Your task - Among the records, which lines include "dark"? List them.

[Dataset excerpts]
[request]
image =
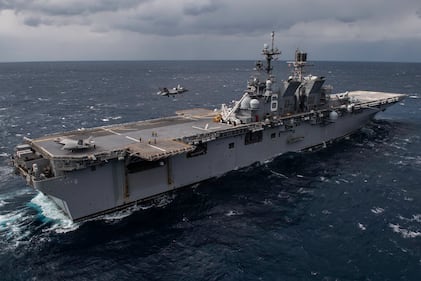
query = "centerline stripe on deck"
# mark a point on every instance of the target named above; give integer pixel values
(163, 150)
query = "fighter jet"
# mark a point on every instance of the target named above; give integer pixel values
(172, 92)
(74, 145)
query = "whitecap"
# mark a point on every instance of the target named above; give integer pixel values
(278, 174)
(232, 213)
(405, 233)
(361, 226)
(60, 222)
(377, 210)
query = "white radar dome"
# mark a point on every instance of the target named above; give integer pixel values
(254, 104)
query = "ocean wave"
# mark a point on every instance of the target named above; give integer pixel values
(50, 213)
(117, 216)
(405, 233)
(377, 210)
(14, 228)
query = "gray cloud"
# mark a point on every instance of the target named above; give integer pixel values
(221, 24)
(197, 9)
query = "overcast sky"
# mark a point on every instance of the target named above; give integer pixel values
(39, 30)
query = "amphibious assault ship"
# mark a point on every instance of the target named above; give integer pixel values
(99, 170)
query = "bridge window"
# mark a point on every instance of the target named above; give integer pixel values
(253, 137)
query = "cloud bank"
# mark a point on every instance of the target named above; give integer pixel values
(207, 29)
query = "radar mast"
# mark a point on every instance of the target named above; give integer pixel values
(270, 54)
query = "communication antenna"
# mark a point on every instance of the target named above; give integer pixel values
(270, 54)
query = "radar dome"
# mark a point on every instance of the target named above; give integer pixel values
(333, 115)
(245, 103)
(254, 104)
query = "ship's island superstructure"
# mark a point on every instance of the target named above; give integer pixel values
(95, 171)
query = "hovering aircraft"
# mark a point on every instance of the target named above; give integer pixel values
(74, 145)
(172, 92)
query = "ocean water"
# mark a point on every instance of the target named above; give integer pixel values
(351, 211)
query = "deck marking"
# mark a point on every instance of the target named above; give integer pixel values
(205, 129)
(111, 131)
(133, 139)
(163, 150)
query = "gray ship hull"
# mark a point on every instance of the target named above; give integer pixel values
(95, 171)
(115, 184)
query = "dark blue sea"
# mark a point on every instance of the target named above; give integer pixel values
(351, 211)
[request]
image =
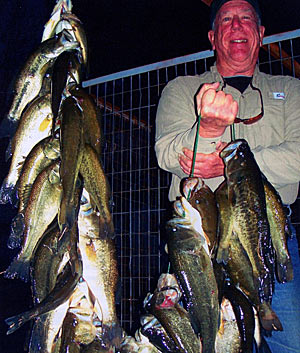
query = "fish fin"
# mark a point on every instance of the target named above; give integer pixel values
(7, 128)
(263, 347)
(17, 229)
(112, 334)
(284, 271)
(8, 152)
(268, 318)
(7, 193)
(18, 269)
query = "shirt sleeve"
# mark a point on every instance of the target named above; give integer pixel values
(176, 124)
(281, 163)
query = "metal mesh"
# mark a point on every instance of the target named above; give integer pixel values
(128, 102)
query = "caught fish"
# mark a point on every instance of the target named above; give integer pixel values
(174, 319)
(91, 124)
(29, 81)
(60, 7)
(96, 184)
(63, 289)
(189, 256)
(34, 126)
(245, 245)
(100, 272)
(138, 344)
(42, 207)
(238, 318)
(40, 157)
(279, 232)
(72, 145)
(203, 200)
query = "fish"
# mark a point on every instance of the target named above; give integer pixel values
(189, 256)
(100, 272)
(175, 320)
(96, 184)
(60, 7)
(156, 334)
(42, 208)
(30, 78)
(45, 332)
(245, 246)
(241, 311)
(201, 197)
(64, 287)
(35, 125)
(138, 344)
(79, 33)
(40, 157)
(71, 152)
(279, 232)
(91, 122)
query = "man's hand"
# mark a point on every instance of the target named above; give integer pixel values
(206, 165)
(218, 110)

--

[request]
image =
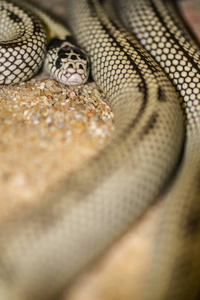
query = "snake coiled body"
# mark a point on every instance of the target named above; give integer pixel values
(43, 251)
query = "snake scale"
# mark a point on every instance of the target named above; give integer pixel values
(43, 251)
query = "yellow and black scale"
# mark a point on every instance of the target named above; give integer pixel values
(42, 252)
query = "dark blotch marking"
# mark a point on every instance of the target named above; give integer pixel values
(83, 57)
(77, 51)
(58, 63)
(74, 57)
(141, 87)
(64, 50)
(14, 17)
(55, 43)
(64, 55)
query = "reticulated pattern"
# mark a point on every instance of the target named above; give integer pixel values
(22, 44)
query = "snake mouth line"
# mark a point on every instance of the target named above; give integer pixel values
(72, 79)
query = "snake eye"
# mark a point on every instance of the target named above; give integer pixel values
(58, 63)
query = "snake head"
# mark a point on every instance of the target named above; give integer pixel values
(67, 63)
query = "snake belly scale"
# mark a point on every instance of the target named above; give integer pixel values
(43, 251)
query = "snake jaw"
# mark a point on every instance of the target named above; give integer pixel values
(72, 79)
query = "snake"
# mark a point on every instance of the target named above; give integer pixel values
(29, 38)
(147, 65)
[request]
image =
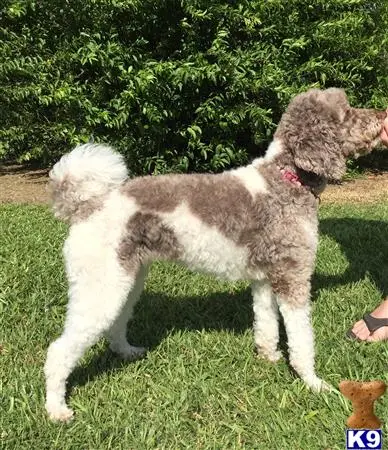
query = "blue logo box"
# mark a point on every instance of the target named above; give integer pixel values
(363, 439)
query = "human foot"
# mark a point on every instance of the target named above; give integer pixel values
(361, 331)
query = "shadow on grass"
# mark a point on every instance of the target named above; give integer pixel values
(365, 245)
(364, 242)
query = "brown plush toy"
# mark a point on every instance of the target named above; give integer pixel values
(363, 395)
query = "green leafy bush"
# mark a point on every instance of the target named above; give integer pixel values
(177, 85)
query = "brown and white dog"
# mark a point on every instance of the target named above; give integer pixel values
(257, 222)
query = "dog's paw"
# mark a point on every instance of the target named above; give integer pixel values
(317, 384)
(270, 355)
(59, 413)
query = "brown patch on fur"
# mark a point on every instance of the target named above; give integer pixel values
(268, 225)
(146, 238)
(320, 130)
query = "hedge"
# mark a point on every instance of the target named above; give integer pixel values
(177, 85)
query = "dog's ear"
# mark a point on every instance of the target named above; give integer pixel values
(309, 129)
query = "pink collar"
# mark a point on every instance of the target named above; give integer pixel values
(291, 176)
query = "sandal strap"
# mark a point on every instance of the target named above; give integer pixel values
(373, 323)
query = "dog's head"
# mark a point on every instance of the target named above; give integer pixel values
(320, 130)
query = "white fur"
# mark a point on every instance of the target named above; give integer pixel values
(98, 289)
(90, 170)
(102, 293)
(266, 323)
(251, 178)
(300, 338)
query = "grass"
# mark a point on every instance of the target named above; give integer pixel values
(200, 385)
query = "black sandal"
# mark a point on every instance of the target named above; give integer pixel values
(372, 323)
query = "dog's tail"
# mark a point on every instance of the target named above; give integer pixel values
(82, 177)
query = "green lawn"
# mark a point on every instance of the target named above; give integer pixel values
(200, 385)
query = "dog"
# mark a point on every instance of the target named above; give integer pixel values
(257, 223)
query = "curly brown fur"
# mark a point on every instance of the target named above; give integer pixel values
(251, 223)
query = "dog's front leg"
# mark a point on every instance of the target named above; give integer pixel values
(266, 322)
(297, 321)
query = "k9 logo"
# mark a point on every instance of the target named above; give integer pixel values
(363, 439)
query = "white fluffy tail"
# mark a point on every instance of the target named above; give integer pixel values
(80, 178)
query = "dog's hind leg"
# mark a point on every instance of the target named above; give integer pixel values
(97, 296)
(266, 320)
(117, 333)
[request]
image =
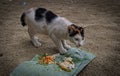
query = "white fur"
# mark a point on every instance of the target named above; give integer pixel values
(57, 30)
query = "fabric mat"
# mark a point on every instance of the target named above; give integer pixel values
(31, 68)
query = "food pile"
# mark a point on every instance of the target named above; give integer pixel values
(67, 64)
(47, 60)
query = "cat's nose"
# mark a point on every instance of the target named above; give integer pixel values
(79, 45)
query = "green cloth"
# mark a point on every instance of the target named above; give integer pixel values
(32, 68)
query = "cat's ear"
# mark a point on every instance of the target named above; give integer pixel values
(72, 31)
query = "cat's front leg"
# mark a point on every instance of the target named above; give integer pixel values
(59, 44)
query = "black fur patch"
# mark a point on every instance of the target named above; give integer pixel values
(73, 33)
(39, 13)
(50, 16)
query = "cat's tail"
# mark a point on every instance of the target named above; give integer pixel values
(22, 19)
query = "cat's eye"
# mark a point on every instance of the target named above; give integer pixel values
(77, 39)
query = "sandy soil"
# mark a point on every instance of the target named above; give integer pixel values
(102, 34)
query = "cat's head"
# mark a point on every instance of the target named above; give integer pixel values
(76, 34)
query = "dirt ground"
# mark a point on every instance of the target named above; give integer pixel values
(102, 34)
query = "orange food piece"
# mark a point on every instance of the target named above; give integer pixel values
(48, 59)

Task result -
query = "dark blue sea"
query = "dark blotch marking"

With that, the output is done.